DGS Games

Tracer Rounds: Tactics vs Logistics, the Walking Dead Differential Model

What do you see when you’re watching TV “operations”? ~

A friend of mine – who might eventually read this column and recognize himself and then furiously email with a string of “that’s not what I meant and you know it”s – was posting on social media about The Walking Dead.  After the episode where they go room-to-room clearing the radar facility where they think Negan is holed up, he proclaimed “TWD is OAF”.TR-TWD

From the point of view of the room-clearing tactics, which our TWD heroes have perfected over several seasons, he’s probably right.  It jives with everything I’ve seen, and the limited amount I was taught. (Remember that I was a tanker back in the ‘90s, before all the MOUT/FISH ops of the past 15 years; if we had to ‘clear’ a house it involved pancaking the place with 55 tons of rolling steel.)  But the whole time I’m watching TWD my mind is usually back to the more practical matters.

Allow me to explain…

Loggie work is soooooooo not sexy.  But you know what’s less sexy?  Running out of ammo.  Being hungry.  Turning your tank into a Maginot-Line-pillbox because you’ve got no fuel.  The Walking Dead has built many, many storylines around their scrounging for fuel, their lack of food and attempts to grow their own, and even the most recent episode wherein Eugene suggests turning a local foundry into a bullet factory.
********************
TO DO.
(a) Using the Walking Dead column, decide whether each statement agrees with it: (i) The writer served as a tanker in the 2000s. (ii) The writer's friend posted on social media about The Walking Dead. (iii) Eugene proposes making a local foundry into a bullet factory. For each, answer yes or no and quote the words from the column that settle it.
(b) The Walking Dead column names several things it calls less sexy than loggie work. List every one of them.
(c) Pick up the Walking Dead column after its final sentence and keep writing it.

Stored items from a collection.
********************
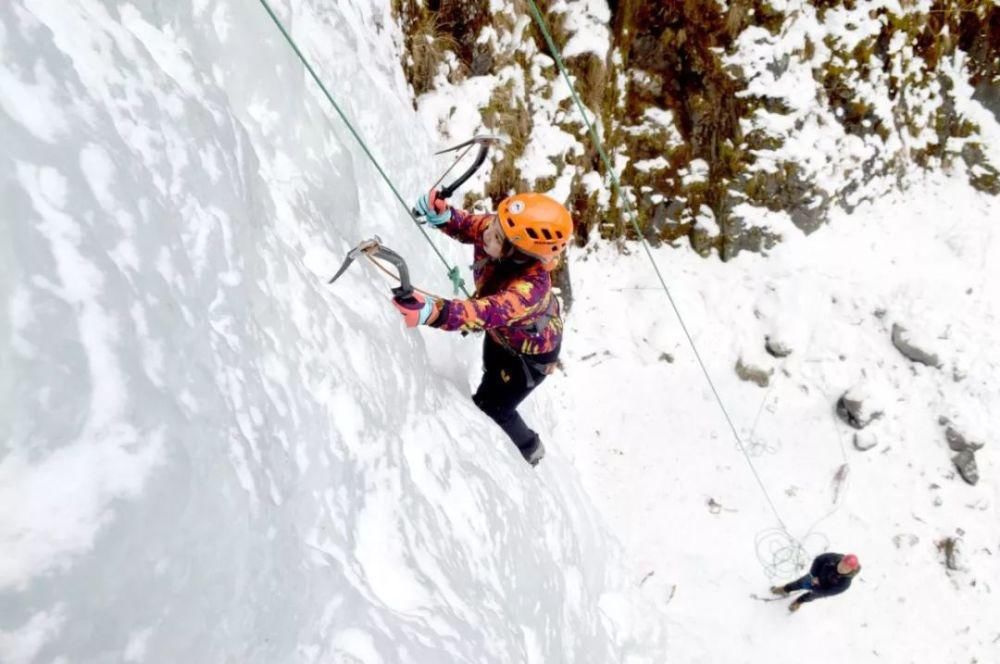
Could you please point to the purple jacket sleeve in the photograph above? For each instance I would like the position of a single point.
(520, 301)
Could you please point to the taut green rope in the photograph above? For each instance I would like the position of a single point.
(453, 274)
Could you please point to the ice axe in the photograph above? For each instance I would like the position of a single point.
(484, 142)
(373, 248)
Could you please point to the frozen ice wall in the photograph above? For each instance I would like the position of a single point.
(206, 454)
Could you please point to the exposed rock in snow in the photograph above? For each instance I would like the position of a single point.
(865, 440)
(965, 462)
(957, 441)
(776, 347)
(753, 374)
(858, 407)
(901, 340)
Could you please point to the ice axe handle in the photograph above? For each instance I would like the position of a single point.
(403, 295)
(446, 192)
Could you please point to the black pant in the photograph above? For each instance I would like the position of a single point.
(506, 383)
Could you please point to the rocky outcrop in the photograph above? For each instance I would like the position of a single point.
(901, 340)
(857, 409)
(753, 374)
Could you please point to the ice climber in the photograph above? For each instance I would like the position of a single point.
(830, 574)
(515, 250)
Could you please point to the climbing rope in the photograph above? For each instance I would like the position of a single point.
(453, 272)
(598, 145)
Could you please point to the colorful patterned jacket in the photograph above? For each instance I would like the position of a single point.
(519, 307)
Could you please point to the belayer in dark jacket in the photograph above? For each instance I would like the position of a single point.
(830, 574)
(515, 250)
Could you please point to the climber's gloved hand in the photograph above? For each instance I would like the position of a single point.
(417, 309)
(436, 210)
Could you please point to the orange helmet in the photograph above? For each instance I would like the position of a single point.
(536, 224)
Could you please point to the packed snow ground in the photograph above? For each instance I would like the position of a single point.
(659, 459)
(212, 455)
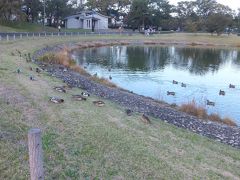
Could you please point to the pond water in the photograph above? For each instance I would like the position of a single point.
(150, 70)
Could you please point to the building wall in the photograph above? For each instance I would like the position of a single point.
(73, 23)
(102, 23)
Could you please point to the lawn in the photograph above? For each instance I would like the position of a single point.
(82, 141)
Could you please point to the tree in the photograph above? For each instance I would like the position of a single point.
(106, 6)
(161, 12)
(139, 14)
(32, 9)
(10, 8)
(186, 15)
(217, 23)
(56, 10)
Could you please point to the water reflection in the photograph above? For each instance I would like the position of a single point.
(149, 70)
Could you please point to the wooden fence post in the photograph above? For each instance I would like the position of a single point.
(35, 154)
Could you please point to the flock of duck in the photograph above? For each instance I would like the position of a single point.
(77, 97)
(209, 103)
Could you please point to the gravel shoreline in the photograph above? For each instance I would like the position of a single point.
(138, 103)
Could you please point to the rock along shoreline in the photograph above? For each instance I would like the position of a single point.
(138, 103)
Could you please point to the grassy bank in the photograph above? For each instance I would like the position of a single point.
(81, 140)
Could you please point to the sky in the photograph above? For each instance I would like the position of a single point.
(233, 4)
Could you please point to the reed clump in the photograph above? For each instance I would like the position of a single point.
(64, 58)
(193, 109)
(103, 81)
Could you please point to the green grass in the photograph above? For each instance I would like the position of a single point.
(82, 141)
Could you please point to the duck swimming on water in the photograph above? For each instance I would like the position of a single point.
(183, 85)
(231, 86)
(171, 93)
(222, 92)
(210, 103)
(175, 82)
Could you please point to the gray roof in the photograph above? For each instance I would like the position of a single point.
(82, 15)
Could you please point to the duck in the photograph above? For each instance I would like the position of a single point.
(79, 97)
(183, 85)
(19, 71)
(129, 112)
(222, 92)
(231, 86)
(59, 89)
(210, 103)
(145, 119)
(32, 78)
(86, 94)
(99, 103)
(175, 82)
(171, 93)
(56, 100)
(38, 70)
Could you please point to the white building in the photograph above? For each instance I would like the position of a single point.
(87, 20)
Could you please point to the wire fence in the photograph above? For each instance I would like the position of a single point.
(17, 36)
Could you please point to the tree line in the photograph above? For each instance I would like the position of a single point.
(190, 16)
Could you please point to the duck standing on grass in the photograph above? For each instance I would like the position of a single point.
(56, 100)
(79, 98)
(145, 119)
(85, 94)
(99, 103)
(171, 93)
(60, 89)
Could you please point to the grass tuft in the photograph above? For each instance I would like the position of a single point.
********************
SOLVED PROBLEMS.
(a)
(i) No: "I was a tanker back in the ‘90s"
(ii) Yes: "was posting on social media about The Walking Dead"
(iii) Yes: "Eugene suggests turning a local foundry into a bullet factory"

(b)
- Running out of ammo
- Being hungry
- Turning your tank into a Maginot-Line-pillbox because you’ve got no fuel

(c)
But while everyone is ooohing and aaahing over the über-hip Delta-ninja-SEAL-SWAT-sniper tactics they whip out every time they have to clear a building, I’m just shaking my head at the fact that they’ve rolled out to a fight with 14 different guns that use 11 different kinds of bullets.  I get that at some point you go to war with the armory you have, not the armory you want, especially in the zombie apocalypse.  But every episode has someone else carrying around another version of an M16/M4 series 5.56 rifle, so there’s got to be a handful of them out there somewhere.  Those AK47s?  How often can you really find 7.65 ammo on the street, much less after the world’s gone to shit?  Shotgun ammo I can totally see being plentiful, and caliber is less of an issue with shotguns than other long rifles.  But when you’re in a firefight, don’t you want to be able to yell at your buddy “hey, I’m out of ammo!” and expect that you’ll get the right stuff tossed to you instead of 8 friends yelling back some variation of “sorry!” “oh well!” “tough shit” or “guess you’re about to fix bayonets!”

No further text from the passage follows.